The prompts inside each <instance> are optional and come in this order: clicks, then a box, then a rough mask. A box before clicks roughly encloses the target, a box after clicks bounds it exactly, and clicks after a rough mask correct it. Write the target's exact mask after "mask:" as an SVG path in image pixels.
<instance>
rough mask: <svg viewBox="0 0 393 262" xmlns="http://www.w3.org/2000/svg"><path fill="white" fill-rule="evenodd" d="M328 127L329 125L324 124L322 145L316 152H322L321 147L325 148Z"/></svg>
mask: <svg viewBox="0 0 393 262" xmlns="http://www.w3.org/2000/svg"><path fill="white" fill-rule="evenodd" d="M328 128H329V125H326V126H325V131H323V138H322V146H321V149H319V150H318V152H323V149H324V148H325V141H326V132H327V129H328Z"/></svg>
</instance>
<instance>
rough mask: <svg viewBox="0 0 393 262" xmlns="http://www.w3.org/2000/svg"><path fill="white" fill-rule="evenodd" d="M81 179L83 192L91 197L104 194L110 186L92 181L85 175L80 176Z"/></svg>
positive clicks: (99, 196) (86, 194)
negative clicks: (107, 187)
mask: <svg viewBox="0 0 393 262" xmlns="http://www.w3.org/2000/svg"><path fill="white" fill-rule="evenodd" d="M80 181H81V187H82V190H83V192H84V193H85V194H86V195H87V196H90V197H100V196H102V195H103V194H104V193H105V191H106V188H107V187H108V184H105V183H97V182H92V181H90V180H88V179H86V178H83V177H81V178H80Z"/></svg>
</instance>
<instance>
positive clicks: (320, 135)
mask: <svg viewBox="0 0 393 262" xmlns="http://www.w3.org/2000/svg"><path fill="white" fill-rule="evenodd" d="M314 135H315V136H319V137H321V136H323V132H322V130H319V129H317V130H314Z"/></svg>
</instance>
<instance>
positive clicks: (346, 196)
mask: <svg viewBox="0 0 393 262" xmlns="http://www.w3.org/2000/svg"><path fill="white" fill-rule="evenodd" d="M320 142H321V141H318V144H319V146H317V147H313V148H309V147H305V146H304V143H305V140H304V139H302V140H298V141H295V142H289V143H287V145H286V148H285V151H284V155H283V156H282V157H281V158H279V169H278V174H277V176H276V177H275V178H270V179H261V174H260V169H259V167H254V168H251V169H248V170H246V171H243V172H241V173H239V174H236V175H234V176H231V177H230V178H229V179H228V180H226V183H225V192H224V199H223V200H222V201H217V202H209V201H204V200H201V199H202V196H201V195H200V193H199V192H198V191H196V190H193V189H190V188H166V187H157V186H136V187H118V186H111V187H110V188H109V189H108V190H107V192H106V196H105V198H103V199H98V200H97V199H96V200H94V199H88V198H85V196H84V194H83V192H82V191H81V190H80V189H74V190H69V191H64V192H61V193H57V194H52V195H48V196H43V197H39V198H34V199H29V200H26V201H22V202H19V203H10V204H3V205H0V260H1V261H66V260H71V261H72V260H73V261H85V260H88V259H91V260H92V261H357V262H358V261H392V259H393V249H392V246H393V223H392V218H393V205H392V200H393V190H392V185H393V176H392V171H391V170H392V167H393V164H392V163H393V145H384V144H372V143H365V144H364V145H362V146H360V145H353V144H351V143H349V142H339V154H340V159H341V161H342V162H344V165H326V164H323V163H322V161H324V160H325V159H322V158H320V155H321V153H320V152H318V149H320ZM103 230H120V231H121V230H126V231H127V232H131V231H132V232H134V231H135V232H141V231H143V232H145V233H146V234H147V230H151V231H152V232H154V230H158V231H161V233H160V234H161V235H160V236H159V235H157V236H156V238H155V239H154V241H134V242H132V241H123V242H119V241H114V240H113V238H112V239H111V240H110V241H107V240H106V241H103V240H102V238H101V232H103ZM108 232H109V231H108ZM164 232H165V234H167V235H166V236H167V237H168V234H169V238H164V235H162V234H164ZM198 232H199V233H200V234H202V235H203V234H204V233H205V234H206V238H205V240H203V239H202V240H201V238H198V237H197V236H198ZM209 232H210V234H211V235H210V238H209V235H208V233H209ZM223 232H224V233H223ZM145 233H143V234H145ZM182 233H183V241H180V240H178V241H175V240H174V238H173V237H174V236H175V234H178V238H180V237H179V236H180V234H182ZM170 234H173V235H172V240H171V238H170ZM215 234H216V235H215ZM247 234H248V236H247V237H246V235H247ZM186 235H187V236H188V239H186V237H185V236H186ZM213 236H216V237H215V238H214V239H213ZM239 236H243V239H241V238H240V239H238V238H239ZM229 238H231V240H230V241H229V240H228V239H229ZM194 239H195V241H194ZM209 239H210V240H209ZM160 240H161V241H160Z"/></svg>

-- EXERCISE GOAL --
Nothing in the material should be left out; output it exactly.

-- EXERCISE SOLUTION --
The prompts inside each <instance> are optional and come in this order: clicks, then a box, then a rough mask. A box before clicks roughly encloses the target, a box after clicks bounds it exactly, and clicks after a rough mask correct it. Write the target's exact mask after "mask:" as an SVG path in image pixels.
<instance>
rough mask: <svg viewBox="0 0 393 262" xmlns="http://www.w3.org/2000/svg"><path fill="white" fill-rule="evenodd" d="M328 127L329 125L324 124L322 145L316 152H322L321 147L325 148Z"/></svg>
mask: <svg viewBox="0 0 393 262" xmlns="http://www.w3.org/2000/svg"><path fill="white" fill-rule="evenodd" d="M328 128H329V125H326V126H325V131H323V138H322V146H321V149H319V150H318V152H323V149H324V148H325V141H326V132H327V129H328Z"/></svg>
</instance>
<instance>
rough mask: <svg viewBox="0 0 393 262" xmlns="http://www.w3.org/2000/svg"><path fill="white" fill-rule="evenodd" d="M81 179L83 192L91 197L104 194L110 186L92 181L85 175L80 176Z"/></svg>
positive clicks: (99, 196) (86, 194)
negative clicks: (107, 187)
mask: <svg viewBox="0 0 393 262" xmlns="http://www.w3.org/2000/svg"><path fill="white" fill-rule="evenodd" d="M80 181H81V187H82V190H83V192H84V193H85V194H86V195H87V196H90V197H100V196H102V195H103V194H104V193H105V191H106V188H107V187H108V184H105V183H97V182H92V181H90V180H88V179H86V178H83V177H81V178H80Z"/></svg>
</instance>
<instance>
positive clicks: (320, 135)
mask: <svg viewBox="0 0 393 262" xmlns="http://www.w3.org/2000/svg"><path fill="white" fill-rule="evenodd" d="M314 135H315V136H319V137H321V136H323V132H322V130H319V129H317V130H314Z"/></svg>
</instance>
<instance>
positive clicks: (346, 196)
mask: <svg viewBox="0 0 393 262" xmlns="http://www.w3.org/2000/svg"><path fill="white" fill-rule="evenodd" d="M320 142H321V141H318V144H319V146H317V147H313V148H309V147H305V146H304V143H305V140H304V139H302V140H298V141H295V142H289V143H287V145H286V148H285V151H284V155H283V156H282V157H281V158H279V169H278V174H277V176H276V177H275V178H270V179H261V174H260V169H259V167H254V168H251V169H248V170H246V171H243V172H241V173H239V174H236V175H234V176H231V177H230V178H229V179H228V180H226V183H225V192H224V199H223V200H222V201H217V202H209V201H204V200H201V199H202V196H201V195H200V193H199V192H198V191H196V190H193V189H190V188H166V187H157V186H136V187H118V186H111V187H110V188H109V189H108V190H107V192H106V196H105V198H103V199H98V200H97V199H96V200H94V199H88V198H85V196H84V194H83V192H82V191H81V190H80V189H74V190H69V191H64V192H61V193H57V194H52V195H48V196H43V197H39V198H34V199H29V200H26V201H22V202H19V203H10V204H3V205H0V260H1V261H66V260H71V261H72V260H73V261H85V260H88V259H91V260H92V261H357V262H358V261H392V259H393V249H392V246H393V223H392V218H393V205H392V200H393V190H392V185H393V176H392V171H391V170H392V167H393V164H392V163H393V145H384V144H372V143H365V144H364V145H362V146H360V145H353V144H351V143H349V142H339V154H340V159H341V161H342V162H344V165H326V164H323V163H322V161H324V160H325V159H322V158H320V155H321V153H320V152H318V149H320ZM103 230H120V231H121V230H126V231H127V232H131V231H132V232H134V231H135V232H141V231H143V232H145V233H146V234H147V230H151V231H152V232H154V230H158V231H161V233H160V234H161V235H160V236H159V235H157V236H156V238H155V239H154V241H134V242H132V241H123V242H119V241H114V240H113V238H112V239H111V240H110V241H107V240H106V241H103V240H102V238H101V232H103ZM108 232H109V231H108ZM164 232H165V234H167V235H166V236H167V237H168V234H169V238H164V235H162V234H164ZM198 232H199V233H200V234H202V235H203V234H204V233H205V234H206V238H205V240H203V239H202V240H201V238H198V237H197V236H198ZM209 232H210V234H211V235H210V238H209V235H208V233H209ZM223 232H224V233H223ZM145 233H143V234H145ZM182 233H183V241H180V240H178V241H175V240H174V238H173V237H174V236H175V234H178V238H180V237H179V236H180V234H182ZM170 234H173V235H172V240H171V238H170ZM215 234H216V235H215ZM247 234H248V236H247V237H246V235H247ZM186 235H187V236H188V239H186V237H185V236H186ZM213 236H216V237H215V238H214V239H213ZM239 236H243V239H241V238H240V239H238V238H239ZM229 238H231V240H230V241H229V240H228V239H229ZM194 239H195V241H194ZM209 239H210V240H209ZM160 240H161V241H160Z"/></svg>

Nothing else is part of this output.